* START Exercise data *

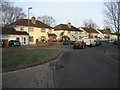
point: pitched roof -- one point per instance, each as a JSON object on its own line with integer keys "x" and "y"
{"x": 65, "y": 27}
{"x": 24, "y": 22}
{"x": 104, "y": 31}
{"x": 52, "y": 35}
{"x": 11, "y": 30}
{"x": 89, "y": 30}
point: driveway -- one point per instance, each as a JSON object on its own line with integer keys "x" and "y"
{"x": 82, "y": 68}
{"x": 87, "y": 68}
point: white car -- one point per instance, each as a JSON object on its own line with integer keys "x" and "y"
{"x": 89, "y": 41}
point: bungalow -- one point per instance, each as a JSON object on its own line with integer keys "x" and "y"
{"x": 114, "y": 36}
{"x": 88, "y": 32}
{"x": 67, "y": 31}
{"x": 104, "y": 34}
{"x": 38, "y": 31}
{"x": 9, "y": 33}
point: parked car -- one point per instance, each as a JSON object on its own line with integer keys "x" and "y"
{"x": 71, "y": 42}
{"x": 65, "y": 42}
{"x": 89, "y": 41}
{"x": 78, "y": 45}
{"x": 116, "y": 42}
{"x": 98, "y": 42}
{"x": 14, "y": 43}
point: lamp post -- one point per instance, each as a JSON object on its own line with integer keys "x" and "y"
{"x": 28, "y": 25}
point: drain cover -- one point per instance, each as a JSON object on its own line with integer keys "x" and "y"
{"x": 57, "y": 67}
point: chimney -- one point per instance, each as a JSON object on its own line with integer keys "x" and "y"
{"x": 69, "y": 24}
{"x": 33, "y": 20}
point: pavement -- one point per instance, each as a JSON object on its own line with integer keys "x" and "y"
{"x": 86, "y": 68}
{"x": 74, "y": 69}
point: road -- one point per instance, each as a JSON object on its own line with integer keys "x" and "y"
{"x": 86, "y": 68}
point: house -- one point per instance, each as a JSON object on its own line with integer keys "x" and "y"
{"x": 114, "y": 36}
{"x": 104, "y": 34}
{"x": 38, "y": 31}
{"x": 9, "y": 33}
{"x": 88, "y": 32}
{"x": 67, "y": 31}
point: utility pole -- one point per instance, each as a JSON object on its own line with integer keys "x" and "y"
{"x": 29, "y": 25}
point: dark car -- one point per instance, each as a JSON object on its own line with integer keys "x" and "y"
{"x": 116, "y": 42}
{"x": 14, "y": 43}
{"x": 71, "y": 42}
{"x": 66, "y": 42}
{"x": 78, "y": 45}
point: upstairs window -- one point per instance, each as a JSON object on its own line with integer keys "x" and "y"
{"x": 31, "y": 38}
{"x": 31, "y": 29}
{"x": 21, "y": 28}
{"x": 43, "y": 30}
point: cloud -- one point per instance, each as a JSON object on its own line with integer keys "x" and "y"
{"x": 58, "y": 0}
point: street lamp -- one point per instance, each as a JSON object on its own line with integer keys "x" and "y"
{"x": 28, "y": 23}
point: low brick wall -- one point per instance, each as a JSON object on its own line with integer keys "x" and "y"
{"x": 48, "y": 43}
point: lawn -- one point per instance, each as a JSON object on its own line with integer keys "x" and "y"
{"x": 112, "y": 51}
{"x": 23, "y": 58}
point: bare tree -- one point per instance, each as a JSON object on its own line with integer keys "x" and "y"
{"x": 112, "y": 15}
{"x": 10, "y": 13}
{"x": 90, "y": 24}
{"x": 49, "y": 20}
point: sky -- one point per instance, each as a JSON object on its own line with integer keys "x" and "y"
{"x": 64, "y": 11}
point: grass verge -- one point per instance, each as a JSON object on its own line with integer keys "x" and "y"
{"x": 26, "y": 57}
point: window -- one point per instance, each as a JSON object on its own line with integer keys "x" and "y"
{"x": 69, "y": 32}
{"x": 42, "y": 38}
{"x": 31, "y": 29}
{"x": 31, "y": 38}
{"x": 76, "y": 32}
{"x": 21, "y": 28}
{"x": 50, "y": 30}
{"x": 42, "y": 29}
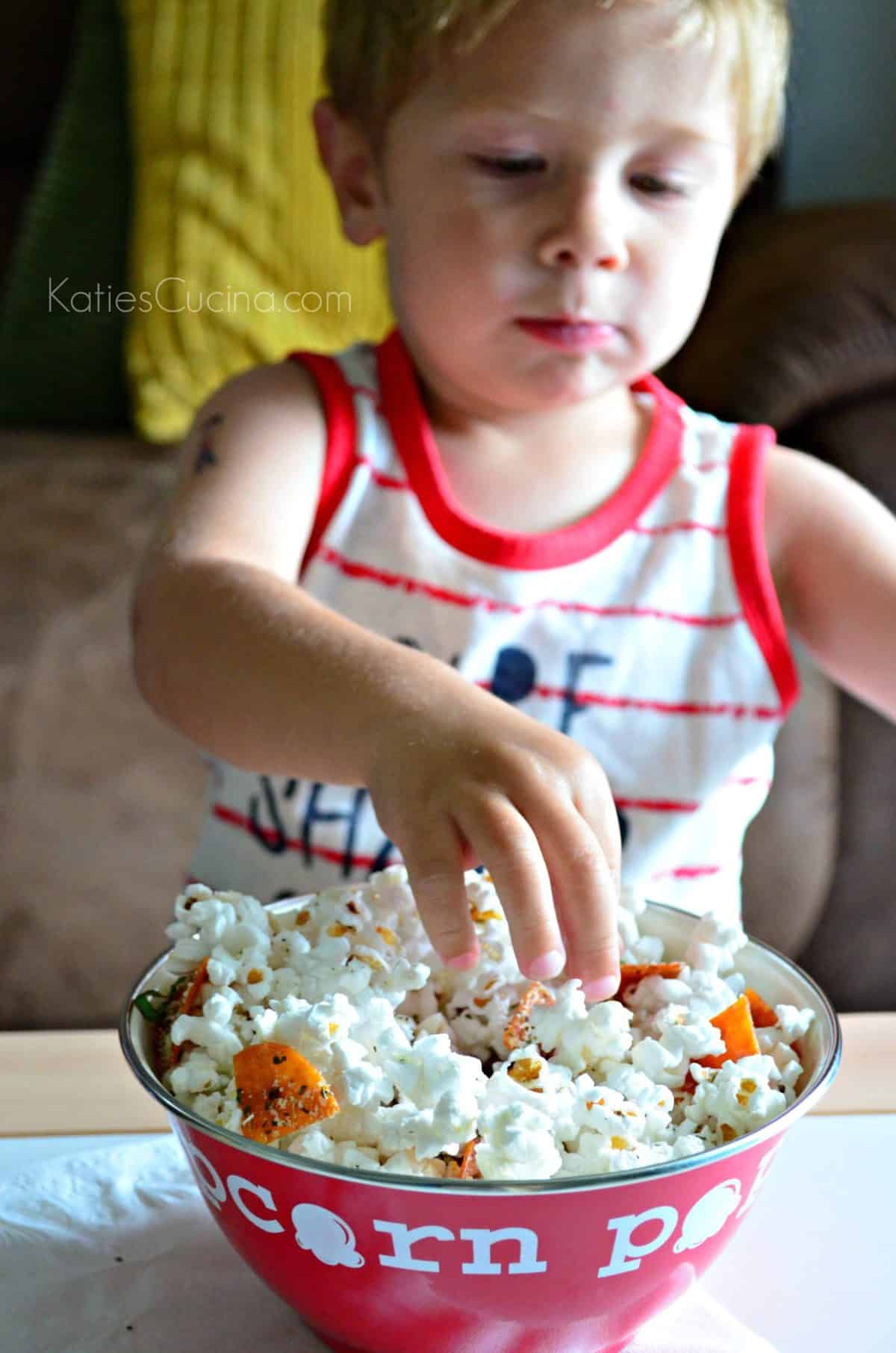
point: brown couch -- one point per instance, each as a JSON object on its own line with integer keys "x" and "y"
{"x": 99, "y": 801}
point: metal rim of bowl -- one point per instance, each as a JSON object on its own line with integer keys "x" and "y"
{"x": 385, "y": 1179}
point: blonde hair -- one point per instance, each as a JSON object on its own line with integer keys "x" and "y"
{"x": 376, "y": 50}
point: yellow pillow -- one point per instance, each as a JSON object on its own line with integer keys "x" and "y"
{"x": 237, "y": 253}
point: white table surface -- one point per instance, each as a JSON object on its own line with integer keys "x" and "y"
{"x": 812, "y": 1264}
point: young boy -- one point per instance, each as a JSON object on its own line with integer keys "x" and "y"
{"x": 489, "y": 593}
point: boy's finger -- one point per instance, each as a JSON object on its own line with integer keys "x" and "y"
{"x": 433, "y": 858}
{"x": 585, "y": 895}
{"x": 509, "y": 849}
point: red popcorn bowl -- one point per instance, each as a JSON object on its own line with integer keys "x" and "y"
{"x": 398, "y": 1264}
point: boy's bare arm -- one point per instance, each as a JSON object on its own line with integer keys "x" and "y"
{"x": 231, "y": 650}
{"x": 833, "y": 550}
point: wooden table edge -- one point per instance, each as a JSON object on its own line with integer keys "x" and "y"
{"x": 78, "y": 1083}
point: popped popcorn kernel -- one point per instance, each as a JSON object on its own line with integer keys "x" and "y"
{"x": 470, "y": 1074}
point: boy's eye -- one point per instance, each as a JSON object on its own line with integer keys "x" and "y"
{"x": 656, "y": 187}
{"x": 509, "y": 167}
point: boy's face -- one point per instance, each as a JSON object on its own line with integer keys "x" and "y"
{"x": 571, "y": 168}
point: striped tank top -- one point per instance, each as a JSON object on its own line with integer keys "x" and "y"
{"x": 649, "y": 631}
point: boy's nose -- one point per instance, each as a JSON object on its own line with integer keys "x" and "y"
{"x": 585, "y": 237}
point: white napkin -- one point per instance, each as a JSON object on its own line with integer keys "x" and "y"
{"x": 114, "y": 1252}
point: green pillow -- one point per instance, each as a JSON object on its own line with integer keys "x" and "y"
{"x": 63, "y": 313}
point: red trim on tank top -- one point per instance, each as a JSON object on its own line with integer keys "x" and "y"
{"x": 341, "y": 433}
{"x": 416, "y": 446}
{"x": 750, "y": 562}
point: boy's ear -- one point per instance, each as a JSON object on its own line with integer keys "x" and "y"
{"x": 348, "y": 160}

* END Exercise data *

Leaving the pictures aside, transcribe the entire listing exactly.

> Finished answer
point: pitched roof -- one point per instance, each as a JSON object on its own line with integer keys "x" and "y"
{"x": 65, "y": 27}
{"x": 24, "y": 22}
{"x": 104, "y": 31}
{"x": 52, "y": 35}
{"x": 11, "y": 30}
{"x": 89, "y": 30}
point: driveway -- one point per instance, each as a JSON object on its own line with integer keys "x" and "y"
{"x": 82, "y": 68}
{"x": 87, "y": 68}
point: white car -- one point per instance, each as a JSON object on its own line with integer keys "x" and "y"
{"x": 89, "y": 41}
point: bungalow -- one point per instance, each as a JSON object on its own line with integer keys "x" and "y"
{"x": 114, "y": 36}
{"x": 88, "y": 32}
{"x": 67, "y": 31}
{"x": 104, "y": 34}
{"x": 38, "y": 31}
{"x": 9, "y": 33}
point: parked car -- one point per instance, each as a JSON object on its own line with integer keys "x" and "y"
{"x": 71, "y": 42}
{"x": 65, "y": 42}
{"x": 89, "y": 41}
{"x": 78, "y": 45}
{"x": 116, "y": 42}
{"x": 98, "y": 42}
{"x": 14, "y": 43}
point: lamp post -- one point per instance, each as a JSON object on its own line with integer keys "x" and "y"
{"x": 28, "y": 25}
point: drain cover -- one point per instance, each as a JSON object on its own line with integer keys "x" and "y"
{"x": 57, "y": 67}
point: chimney -- one point per instance, each as a JSON object on its own line with integer keys "x" and "y"
{"x": 69, "y": 24}
{"x": 33, "y": 20}
point: pavement -- one point per instance, each as a JSON object on its own line with integer keys "x" and "y"
{"x": 86, "y": 68}
{"x": 74, "y": 69}
point: road -- one point per instance, each as a JSON object on its own line with integer keys "x" and "y"
{"x": 86, "y": 68}
point: house -- one point per instance, each as a JSON object on its own line with integer keys "x" and "y"
{"x": 114, "y": 36}
{"x": 104, "y": 34}
{"x": 38, "y": 31}
{"x": 9, "y": 33}
{"x": 88, "y": 32}
{"x": 67, "y": 31}
point: utility pole -- one point per instance, each as a JSON object on its own line with integer keys "x" and "y"
{"x": 29, "y": 25}
point: dark car -- one point per instance, each as a JSON object on its own line with integer keys "x" and "y"
{"x": 116, "y": 42}
{"x": 14, "y": 43}
{"x": 71, "y": 42}
{"x": 66, "y": 42}
{"x": 78, "y": 45}
point: upstairs window -- one point per instance, each as a JSON object on its own line with integer keys "x" and "y"
{"x": 31, "y": 38}
{"x": 31, "y": 29}
{"x": 21, "y": 28}
{"x": 43, "y": 30}
point: cloud -- one point per instance, each as a JSON object on its own line with integer keys "x" and "y"
{"x": 58, "y": 0}
point: street lamp -- one point per instance, each as a JSON object on its own line with integer keys "x" and "y"
{"x": 28, "y": 23}
point: low brick wall -- one point per instance, each as a JSON object on its own line with integer keys "x" and "y"
{"x": 48, "y": 43}
point: lawn -- one point per instance, each as a JSON object on its own line with integer keys "x" and "y"
{"x": 112, "y": 51}
{"x": 23, "y": 58}
point: bare tree -- one point per instance, each as a JSON object on its own line with integer keys "x" and "y"
{"x": 112, "y": 15}
{"x": 10, "y": 13}
{"x": 90, "y": 24}
{"x": 49, "y": 20}
point: sky -- one point per instance, each as a JSON object on its own line with integer keys "x" and "y"
{"x": 64, "y": 11}
point: grass verge -- one point per instance, each as a JSON object on its own line with integer keys "x" and "y"
{"x": 26, "y": 57}
point: window -- one point per instance, each as a JSON object on its own line with integer keys "x" and "y"
{"x": 69, "y": 32}
{"x": 42, "y": 38}
{"x": 31, "y": 29}
{"x": 31, "y": 38}
{"x": 76, "y": 32}
{"x": 21, "y": 28}
{"x": 50, "y": 30}
{"x": 42, "y": 29}
point: brown couch -- one point per instance, each as a JSON object on its own line with integer keys "x" and "y"
{"x": 99, "y": 801}
point: metal rim of bowl -- one point per instance, each as a JSON object on its own line with integer keys "x" and "y"
{"x": 385, "y": 1179}
point: blonde hair -- one point per instance, each as a JSON object on its own line with integer keys "x" and "y"
{"x": 376, "y": 50}
point: yellow pillow -- one point per instance, each as a JSON object on its own line with integer keys "x" and "y"
{"x": 237, "y": 253}
point: white table surface -- one point per instance, each as a JSON object on its own line with integer keys "x" and "y"
{"x": 812, "y": 1264}
point: young boy -- one point per instance, each as a JSON object on its own line with integer keys "x" and "y"
{"x": 489, "y": 593}
point: boy's finger -- one point per instance, each as a JSON object on its own line with integer keys "x" and "y"
{"x": 433, "y": 858}
{"x": 585, "y": 895}
{"x": 509, "y": 849}
point: red popcorn bowl -- one point per instance, each as a JSON object on its own line with integer keys "x" and "y"
{"x": 398, "y": 1264}
point: boy's bare arm -- one point per instance, each as a JSON object on its own line with integer keys "x" and "y"
{"x": 231, "y": 650}
{"x": 833, "y": 550}
point: wooden table edge -- one point per instance, each as a JSON object on its own line with integer keys "x" and "y"
{"x": 78, "y": 1083}
point: popped popcorn kernel -- one point per instance, each as a JSON object on its own line with integer keys "x" and "y"
{"x": 470, "y": 1074}
point: boy's eye -- one point per instance, each as a JSON object on its own line with integer keys "x" and "y"
{"x": 656, "y": 187}
{"x": 509, "y": 167}
point: boy's face -- one point per instance, each as a JSON object on its own line with integer keys "x" and "y"
{"x": 571, "y": 168}
point: striped tank top -- one point per instance, each as a JSON object on its own line with integer keys "x" and "y"
{"x": 649, "y": 631}
point: boy's nose -- one point per instance, each as a JSON object on its own line with integer keys "x" and "y"
{"x": 585, "y": 237}
point: white napkin -- one point per instance, each as a JSON object on its own line with integer keys "x" and "y"
{"x": 114, "y": 1252}
point: green pillow -- one point per instance, each as a JSON object on its own line with integer keys "x" and "y"
{"x": 63, "y": 313}
point: red trim on tank top -- one point per instance, each as a JSON object on its own line with integer keys "x" and "y"
{"x": 341, "y": 433}
{"x": 416, "y": 446}
{"x": 750, "y": 562}
point: boy's ear -- one point per instance, each as a JSON object on its own line with integer keys "x" and "y"
{"x": 348, "y": 160}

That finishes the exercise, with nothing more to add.